## [抜粋本文]
════
説明

採冷システム

【課題】夏等の暑い時に、少しでも気温の低い外気を室内に取り入れることで、エアコン等の負荷を軽減でき、しかも、この取り入れる外気をパイプ設備や蓄熱設備等の熱交換を行う大掛かりな装置を用いることなく、簡単に冷やしてさらに温度を下げたものとすることができ、しかも、換気も充分なものとすることができる。
【解決手段】床下は気密構造のものであり、この床下に表面が露出するコンクリート基礎として土間コンクリート11を地中に接して形成して地中熱で冷却されるものとし、建物外の比較的冷たい外気を、壁26貫通の給気口34からボックス29に収めたファンで床下に導入し、前記地中熱で冷やされた土間コンクリート11の表面と接触させることで気温を下げ、床吹出口14より比較的低温の空気を室内に導入することで換気を行う。

【発明の詳細な説明】
【技術分野】
【0001】
本発明は、外気を取り入れることにより、夏等の暑さをしのぐことができる採冷システムに関するものである。
【背景技術】
【0002】
地球温暖化の影響で、わが国においても、夏の平均気温が上昇してきている。これに対して、夏の暑さを電力に支えられるエアコンでしのぐことが常套手段として行われるが、エアコンの過剰使用は大量のエネルギー消費であり、エネルギー危機や二酸化炭素による地球温暖化の現象を助長するものには他ならない。
【0003】
少しでも温度の低い空気を建物内に取り入れることは、エアコンの負担軽減になるが、近年、断熱材の使用により建物が高断熱、高気密化しており、外気の取り入れが困難となっている。
【0004】
地中の冷熱を加えることで、建物内に取り入れる外気を温度の低いものとすることは種々提案されており、下記特許文献等もその一例である。
【特許文献1】実用新案登録第3032891号
【特許文献2】特開2007−183023号公報
【特許文献3】実用新案登録第2565742号
【0005】
特許文献1は、夏期の屋外の暖気を地中の冷熱と熱交換し、また冬期の屋外の寒気を地中の温熱と熱交換して住宅の外壁に対して冷暖房でき、かつ室内を冷暖房できて光熱費がかからず省エネルギーに寄与し得る住宅の地中熱利用冷暖房装置であり、パイプ両端を屋外と床下空間に臨ませて熱交換用パイプを地中に埋設し、外気を熱交換用パイプで熱交換して床下空間に導入するものである。
【0006】
さらに、この特許文献1では、外壁と屋根裏面に断熱材をライニングして壁空間を床下空間と屋根裏空間に連通させ、熱交換用パイプにより導入する外気を、室内空気導入管を介して室内に流通し、屋根裏空間の第一の排気ファンで屋外へ排気するとともに、床下空間から壁空間へと流通させ、屋根裏空間の第二の排気ファンで室内流通空気を吸引して住宅外へ排気することも行われている。
════
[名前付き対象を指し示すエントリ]
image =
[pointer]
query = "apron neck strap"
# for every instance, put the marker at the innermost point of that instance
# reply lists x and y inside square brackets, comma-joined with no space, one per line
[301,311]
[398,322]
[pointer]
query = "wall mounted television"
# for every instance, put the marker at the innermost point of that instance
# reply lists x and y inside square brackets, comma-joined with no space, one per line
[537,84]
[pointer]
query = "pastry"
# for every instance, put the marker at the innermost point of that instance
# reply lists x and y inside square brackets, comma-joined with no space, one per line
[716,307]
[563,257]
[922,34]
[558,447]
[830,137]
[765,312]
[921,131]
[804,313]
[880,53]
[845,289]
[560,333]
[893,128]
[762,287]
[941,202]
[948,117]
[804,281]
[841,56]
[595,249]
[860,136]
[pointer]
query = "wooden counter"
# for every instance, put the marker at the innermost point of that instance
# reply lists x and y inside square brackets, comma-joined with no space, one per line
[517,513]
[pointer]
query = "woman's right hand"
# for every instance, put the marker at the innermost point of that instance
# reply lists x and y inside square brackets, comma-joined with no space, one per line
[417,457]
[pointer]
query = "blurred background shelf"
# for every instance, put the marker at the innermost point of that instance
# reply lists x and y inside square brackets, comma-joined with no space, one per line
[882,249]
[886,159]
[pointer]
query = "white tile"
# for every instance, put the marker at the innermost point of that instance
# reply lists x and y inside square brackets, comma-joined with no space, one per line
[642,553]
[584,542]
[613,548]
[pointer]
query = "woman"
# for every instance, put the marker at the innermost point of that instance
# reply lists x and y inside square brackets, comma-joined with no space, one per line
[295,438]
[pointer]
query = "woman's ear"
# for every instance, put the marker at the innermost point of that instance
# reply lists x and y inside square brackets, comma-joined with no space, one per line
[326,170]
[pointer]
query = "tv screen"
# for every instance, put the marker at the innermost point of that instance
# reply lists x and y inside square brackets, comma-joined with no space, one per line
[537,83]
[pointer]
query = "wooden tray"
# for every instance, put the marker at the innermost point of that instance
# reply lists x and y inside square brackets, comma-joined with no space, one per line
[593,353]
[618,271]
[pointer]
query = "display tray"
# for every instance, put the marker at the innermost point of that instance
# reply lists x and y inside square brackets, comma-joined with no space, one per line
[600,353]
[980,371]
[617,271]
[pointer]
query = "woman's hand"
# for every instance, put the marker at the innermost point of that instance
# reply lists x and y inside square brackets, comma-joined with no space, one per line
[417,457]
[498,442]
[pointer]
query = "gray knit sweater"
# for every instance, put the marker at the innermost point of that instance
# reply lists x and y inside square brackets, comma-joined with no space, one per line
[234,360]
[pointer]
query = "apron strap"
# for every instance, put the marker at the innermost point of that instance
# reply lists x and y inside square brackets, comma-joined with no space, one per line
════
## [作業内容]
1. 「wooden」という語を含むエントリの行はどれですか。該当する行をすべて選び出してください。
2. 採冷システムの文章を、最後の文の後から続けて書いてください。
採冷システムの文章とエントリは、互いに関係がありません。

## [作業ごとの回答]
1.
query = "wooden counter"
query = "wooden tray"

2.
【0007】
特許文献2は、地中に外気の熱を蓄熱して、冷暖房に有効に利用することができる地熱利用冷暖房方法および装置であり、暖期において外気の温熱を集熱部によって集熱して地中の第1地中蓄熱部に蓄熱しておき、この第1地中蓄熱部に蓄熱した温熱と室内の空気との間で熱放出部4を介して熱交換を冷期に行い、冷期において外気の冷熱を集熱部によって集熱して地中の第2地中蓄熱部に蓄熱しておき、この第2地中蓄熱部に蓄熱した冷熱と室内の空気との間で熱放出部を介して熱交換を暖期に行うものである。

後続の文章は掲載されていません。